Source document
********
I am using the confluent to import data from kafka to hive, trying to do the same thing as this: Bucket records based on time(kafka-hdfs-connector)
my sink config is like this:
{
"name":"yangfeiran_hive_sink_9",
"config":{
"connector.class":"io.confluent.connect.hdfs.HdfsSinkConnector",
"topics":"peoplet_people_1000",
"name":"yangfeiran_hive_sink_9",
"tasks.max":"1",
"hdfs.url":"hdfs://master:8020",
"flush.size":"3",
"partitioner.class":"io.confluent.connect.hdfs.partitioner.TimeBasedPartitioner",
"partition.duration.ms":"300000",
"path.format":"'year'=YYYY/'month'=MM/'day'=dd/'hour'=HH/'minute'=mm/",
"locale":"en",
"logs.dir":"/tmp/yangfeiran",
"topics.dir":"/tmp/yangfeiran",
"hive.integration":"true",
"hive.metastore.uris":"thrift://master:9083",
"schema.compatibility":"BACKWARD",
"hive.database":"yangfeiran",
"timezone": "UTC",
}
}
Everything works fine, I can see that data is in the hdfs, the table is created in the hive, except when I am using "select * from yang" to check if the data is already in hive.
It prints the error:
FAILED: SemanticException Unable to determine if hdfs://master:8020/tmp/yangfeiran/peoplet_people_1000 is encrypted: java.lang.IllegalArgumentException: Wrong FS: hdfs://master:8020/tmp/yangfeiran/peoplet_people_1000, expected: hdfs://nsstargate
How to solve this problem?
Feiran
********
Provided information
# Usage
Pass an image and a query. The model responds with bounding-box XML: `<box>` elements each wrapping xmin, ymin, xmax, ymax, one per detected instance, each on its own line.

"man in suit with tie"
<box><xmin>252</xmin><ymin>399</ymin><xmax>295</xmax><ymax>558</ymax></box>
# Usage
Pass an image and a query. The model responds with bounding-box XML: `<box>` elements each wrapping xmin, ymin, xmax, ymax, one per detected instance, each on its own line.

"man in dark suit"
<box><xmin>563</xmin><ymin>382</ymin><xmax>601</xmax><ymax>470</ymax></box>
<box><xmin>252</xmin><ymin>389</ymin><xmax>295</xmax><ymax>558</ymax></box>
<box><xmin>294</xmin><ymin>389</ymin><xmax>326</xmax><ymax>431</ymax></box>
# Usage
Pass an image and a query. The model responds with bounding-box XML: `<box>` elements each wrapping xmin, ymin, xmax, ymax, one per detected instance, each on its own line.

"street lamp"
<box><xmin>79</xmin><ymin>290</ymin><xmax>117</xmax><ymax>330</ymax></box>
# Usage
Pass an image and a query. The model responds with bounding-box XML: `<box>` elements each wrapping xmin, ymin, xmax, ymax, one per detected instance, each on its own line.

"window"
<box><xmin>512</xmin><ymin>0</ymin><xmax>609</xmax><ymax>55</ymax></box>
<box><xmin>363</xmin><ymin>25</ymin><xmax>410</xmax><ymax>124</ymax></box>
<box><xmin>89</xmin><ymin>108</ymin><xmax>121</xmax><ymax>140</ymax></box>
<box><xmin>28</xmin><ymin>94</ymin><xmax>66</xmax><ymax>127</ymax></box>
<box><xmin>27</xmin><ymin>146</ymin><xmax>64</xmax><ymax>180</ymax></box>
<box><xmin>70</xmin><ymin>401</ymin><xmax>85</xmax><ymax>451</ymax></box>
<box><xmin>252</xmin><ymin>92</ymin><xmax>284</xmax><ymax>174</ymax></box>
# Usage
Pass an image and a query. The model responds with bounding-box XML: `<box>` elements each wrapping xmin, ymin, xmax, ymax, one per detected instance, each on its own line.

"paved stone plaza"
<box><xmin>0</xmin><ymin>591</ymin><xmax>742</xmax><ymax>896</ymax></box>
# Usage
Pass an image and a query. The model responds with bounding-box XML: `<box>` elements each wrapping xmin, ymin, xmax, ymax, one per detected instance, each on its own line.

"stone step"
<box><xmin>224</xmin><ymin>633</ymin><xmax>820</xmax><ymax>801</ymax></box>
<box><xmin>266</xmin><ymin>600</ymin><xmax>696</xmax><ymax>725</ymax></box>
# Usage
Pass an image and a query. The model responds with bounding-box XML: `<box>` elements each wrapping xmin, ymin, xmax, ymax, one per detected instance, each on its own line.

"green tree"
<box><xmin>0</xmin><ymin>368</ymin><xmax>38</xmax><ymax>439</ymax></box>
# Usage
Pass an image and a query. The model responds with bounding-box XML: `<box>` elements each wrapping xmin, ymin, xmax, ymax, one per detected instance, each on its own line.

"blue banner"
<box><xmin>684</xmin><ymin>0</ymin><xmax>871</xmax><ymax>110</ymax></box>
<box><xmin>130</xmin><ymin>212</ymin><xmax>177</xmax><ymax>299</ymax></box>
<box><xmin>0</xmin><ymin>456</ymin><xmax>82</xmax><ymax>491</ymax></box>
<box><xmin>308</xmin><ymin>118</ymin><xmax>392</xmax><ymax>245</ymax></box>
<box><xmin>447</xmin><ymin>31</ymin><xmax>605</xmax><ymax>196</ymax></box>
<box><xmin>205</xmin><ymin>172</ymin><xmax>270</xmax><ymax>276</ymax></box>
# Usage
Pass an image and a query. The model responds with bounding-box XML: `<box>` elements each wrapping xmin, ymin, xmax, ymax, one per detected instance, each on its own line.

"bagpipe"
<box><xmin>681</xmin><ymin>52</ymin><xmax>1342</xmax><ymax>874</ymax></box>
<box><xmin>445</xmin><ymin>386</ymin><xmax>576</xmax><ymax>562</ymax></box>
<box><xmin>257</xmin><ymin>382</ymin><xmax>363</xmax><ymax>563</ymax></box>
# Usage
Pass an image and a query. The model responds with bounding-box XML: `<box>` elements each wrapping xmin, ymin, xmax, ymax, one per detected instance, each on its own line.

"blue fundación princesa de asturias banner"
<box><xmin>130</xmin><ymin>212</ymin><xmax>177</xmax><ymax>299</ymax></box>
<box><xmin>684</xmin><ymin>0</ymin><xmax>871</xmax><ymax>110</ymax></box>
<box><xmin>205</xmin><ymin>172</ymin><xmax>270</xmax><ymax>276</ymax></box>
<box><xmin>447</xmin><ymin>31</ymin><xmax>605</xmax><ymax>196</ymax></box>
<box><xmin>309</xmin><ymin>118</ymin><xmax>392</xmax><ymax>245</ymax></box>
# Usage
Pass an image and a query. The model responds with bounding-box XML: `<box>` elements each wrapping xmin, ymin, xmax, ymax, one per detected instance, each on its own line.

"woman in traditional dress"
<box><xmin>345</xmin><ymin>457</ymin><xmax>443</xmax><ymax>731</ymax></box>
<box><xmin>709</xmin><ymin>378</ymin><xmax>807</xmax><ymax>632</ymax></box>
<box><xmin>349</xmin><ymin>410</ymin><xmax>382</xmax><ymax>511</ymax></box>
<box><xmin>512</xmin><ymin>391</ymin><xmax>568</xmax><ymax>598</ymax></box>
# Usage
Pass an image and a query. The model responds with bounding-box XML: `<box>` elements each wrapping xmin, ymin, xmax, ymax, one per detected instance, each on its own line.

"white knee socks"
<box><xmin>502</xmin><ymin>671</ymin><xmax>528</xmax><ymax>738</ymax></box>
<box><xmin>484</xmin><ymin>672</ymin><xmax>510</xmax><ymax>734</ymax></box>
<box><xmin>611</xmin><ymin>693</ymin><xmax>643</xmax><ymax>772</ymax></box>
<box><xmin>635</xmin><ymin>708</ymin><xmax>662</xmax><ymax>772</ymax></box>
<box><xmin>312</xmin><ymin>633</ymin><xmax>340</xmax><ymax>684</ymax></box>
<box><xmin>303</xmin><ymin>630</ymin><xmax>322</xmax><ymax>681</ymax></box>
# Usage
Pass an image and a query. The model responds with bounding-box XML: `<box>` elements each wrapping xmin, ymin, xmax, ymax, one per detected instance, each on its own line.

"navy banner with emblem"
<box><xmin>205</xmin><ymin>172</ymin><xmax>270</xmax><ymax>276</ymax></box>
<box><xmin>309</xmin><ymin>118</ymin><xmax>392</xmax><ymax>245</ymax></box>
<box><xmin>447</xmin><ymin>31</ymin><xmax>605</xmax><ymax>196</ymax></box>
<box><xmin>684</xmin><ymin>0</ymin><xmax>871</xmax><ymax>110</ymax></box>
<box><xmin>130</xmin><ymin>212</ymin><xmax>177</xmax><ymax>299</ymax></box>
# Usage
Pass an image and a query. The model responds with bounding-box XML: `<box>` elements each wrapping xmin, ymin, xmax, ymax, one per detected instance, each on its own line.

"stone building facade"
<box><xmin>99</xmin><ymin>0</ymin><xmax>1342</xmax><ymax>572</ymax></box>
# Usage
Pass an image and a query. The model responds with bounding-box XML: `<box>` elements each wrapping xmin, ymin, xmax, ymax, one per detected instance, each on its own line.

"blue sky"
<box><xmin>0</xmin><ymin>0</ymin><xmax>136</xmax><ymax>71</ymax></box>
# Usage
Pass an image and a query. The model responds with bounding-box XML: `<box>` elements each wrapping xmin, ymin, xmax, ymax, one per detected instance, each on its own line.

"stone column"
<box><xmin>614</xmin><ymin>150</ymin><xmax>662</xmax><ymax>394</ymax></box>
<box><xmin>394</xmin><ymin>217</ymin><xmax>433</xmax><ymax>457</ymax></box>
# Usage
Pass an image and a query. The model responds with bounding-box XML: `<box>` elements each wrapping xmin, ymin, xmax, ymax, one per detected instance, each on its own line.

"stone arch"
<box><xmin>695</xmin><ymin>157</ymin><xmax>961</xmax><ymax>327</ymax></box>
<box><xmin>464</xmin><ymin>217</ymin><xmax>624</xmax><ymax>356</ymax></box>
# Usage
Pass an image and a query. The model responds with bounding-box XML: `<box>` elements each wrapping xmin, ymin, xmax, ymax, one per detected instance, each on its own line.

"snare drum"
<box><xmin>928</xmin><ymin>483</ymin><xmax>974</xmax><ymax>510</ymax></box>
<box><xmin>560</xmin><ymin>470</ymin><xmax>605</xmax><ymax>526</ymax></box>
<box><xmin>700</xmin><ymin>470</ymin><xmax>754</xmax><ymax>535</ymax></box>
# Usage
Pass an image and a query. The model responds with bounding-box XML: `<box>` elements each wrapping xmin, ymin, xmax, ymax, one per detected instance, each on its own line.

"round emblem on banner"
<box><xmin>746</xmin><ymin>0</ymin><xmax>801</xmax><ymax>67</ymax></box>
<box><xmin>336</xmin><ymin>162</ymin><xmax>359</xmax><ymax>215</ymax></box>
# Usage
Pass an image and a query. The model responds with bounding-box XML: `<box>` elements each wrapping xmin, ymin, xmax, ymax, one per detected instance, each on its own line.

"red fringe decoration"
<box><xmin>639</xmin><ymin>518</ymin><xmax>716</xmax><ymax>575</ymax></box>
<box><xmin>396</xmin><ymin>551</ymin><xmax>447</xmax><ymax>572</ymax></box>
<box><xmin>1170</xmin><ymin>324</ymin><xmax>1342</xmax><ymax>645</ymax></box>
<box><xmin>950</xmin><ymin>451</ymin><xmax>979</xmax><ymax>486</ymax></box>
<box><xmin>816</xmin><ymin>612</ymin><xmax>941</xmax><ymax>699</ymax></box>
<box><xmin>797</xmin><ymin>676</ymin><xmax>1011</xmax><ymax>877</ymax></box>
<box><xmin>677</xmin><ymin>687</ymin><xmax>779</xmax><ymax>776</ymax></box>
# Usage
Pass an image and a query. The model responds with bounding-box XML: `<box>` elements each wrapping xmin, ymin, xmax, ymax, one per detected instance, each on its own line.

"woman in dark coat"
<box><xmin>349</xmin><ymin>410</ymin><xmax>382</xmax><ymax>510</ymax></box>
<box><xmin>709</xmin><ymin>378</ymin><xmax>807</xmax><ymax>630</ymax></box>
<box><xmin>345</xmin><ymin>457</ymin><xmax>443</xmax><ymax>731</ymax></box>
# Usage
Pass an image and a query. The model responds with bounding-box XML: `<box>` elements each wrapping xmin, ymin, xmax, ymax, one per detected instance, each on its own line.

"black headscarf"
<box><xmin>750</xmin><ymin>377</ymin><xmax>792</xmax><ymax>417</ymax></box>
********
Task set
A) In the sink configuration of the Kafka-to-Hive post, list every key that begins with "hive.".
B) Please quote the Kafka-to-Hive post from "It prints the" up to and including "solve this problem?".
Use only the Kafka-to-Hive post, not the records.

Worked solutions
A)
hive.integration
hive.metastore.uris
hive.database

B)
It prints the error:
FAILED: SemanticException Unable to determine if hdfs://master:8020/tmp/yangfeiran/peoplet_people_1000 is encrypted: java.lang.IllegalArgumentException: Wrong FS: hdfs://master:8020/tmp/yangfeiran/peoplet_people_1000, expected: hdfs://nsstargate
How to solve this problem?